[start]

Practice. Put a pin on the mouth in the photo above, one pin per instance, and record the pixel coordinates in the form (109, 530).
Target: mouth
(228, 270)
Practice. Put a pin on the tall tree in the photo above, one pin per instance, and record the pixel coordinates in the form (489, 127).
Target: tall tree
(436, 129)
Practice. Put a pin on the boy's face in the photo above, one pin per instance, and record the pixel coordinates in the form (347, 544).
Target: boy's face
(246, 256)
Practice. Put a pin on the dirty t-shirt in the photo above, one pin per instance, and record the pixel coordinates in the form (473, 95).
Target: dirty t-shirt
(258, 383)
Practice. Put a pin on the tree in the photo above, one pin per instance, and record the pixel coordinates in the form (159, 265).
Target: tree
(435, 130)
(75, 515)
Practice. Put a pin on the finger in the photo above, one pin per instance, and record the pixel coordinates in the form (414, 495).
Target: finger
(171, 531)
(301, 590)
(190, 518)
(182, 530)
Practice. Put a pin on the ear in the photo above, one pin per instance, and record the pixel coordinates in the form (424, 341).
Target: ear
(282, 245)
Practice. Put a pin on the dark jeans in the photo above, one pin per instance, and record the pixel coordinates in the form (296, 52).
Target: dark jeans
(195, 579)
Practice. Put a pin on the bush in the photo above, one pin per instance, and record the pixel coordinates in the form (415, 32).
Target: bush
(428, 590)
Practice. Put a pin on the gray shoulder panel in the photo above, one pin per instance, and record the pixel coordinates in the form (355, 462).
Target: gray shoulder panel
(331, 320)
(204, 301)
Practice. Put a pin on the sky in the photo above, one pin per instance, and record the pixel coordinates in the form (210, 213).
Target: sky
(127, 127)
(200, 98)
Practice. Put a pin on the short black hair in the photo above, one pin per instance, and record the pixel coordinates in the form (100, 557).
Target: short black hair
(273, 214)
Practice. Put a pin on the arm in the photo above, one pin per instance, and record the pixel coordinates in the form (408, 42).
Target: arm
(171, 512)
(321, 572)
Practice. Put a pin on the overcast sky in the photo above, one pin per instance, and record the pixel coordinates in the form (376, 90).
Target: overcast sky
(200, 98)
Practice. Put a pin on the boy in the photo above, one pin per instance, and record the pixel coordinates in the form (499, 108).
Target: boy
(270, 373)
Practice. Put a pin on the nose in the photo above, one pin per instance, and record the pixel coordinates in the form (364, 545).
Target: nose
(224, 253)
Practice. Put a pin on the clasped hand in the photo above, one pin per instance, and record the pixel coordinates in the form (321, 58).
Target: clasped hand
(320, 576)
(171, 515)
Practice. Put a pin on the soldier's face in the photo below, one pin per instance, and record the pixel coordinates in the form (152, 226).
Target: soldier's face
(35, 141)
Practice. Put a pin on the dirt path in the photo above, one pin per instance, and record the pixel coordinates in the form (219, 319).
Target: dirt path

[end]

### DIRECTIONS
All of the entries must be written out exactly as they stand.

### FULL ANSWER
Practice. Put a pin on the mouth in the photo above, one pin per instance, and record the pixel coordinates in the form (109, 530).
Target: mouth
(228, 270)
Practice. Put a pin on the tall tree in the photo above, one pin per instance, and record the pixel coordinates in the form (489, 127).
Target: tall tree
(436, 129)
Practice. Put a pin on the boy's face in the photo above, one pin per instance, and record the pixel coordinates in the form (347, 544).
Target: boy's face
(246, 256)
Practice. Put a pin on the dirty t-shirt in the photo above, one pin per instance, and record the pixel coordinates in the form (473, 95).
Target: dirty t-shirt
(258, 383)
Practice. Put a pin on the tree in the photo above, one pin per instance, and record the pixel coordinates in the form (159, 265).
Target: tree
(435, 130)
(75, 515)
Practice. Put a pin on the finger in the photo above, one pin per instance, and record the pixel coordinates in the form (414, 495).
Target: finger
(171, 531)
(301, 590)
(190, 518)
(182, 530)
Practice. Put a pin on the ear in the photo above, one pin per instance, and record the pixel coordinates in the form (424, 341).
Target: ear
(282, 245)
Practice. Put a pin on the dark jeans in the photo above, one pin per instance, and record the pixel coordinates in the form (296, 52).
Target: dark jeans
(195, 579)
Practice. Put a pin on the bush in the photo above, one pin per instance, and record the pixel coordinates in the form (415, 32).
Target: bush
(428, 590)
Practice. Put a pin on the gray shoulder panel in the photo above, one pin per instance, and record the pixel coordinates in the form (355, 462).
Target: gray shoulder panel
(331, 320)
(204, 301)
Practice. Put a pin on the sky in the photo above, one pin per instance, and record the pixel coordinates in the form (210, 213).
Target: sky
(127, 127)
(200, 98)
Practice. Put a pin on the short black hair in the photo above, one pin per instance, and record the pixel coordinates in the form (100, 557).
Target: short black hair
(273, 214)
Practice. Put a pin on the arm in the photo above, one pin per instance, and record the pixel coordinates in the form (408, 42).
Target: arm
(171, 512)
(321, 572)
Practice. Put a pin on the overcast sky in the photo above, one pin per instance, and record the pixel coordinates in the form (376, 90).
Target: overcast sky
(200, 98)
Practice. Put a pin on the boy in the photo above, one pin per instance, and record the pixel coordinates in the form (499, 108).
Target: boy
(270, 373)
Practice. Put a pin on the nose in the photo above, one pin per instance, and record the pixel coordinates in the form (364, 545).
Target: nose
(224, 253)
Practice. Put a pin on the clasped hand in the photo above, one pin per instance, and record the pixel coordinates in the form (321, 58).
Target: clasped hand
(320, 576)
(171, 515)
Practice. Put a pin on the soldier's face in the photo below, one pin per instance, and record the pixel coordinates in the form (152, 226).
Target: soldier's face
(35, 141)
Practice. Put a pin on the dirt path in the photo above, one pin per instance, and record the pixel coordinates in the form (219, 319).
Target: dirt path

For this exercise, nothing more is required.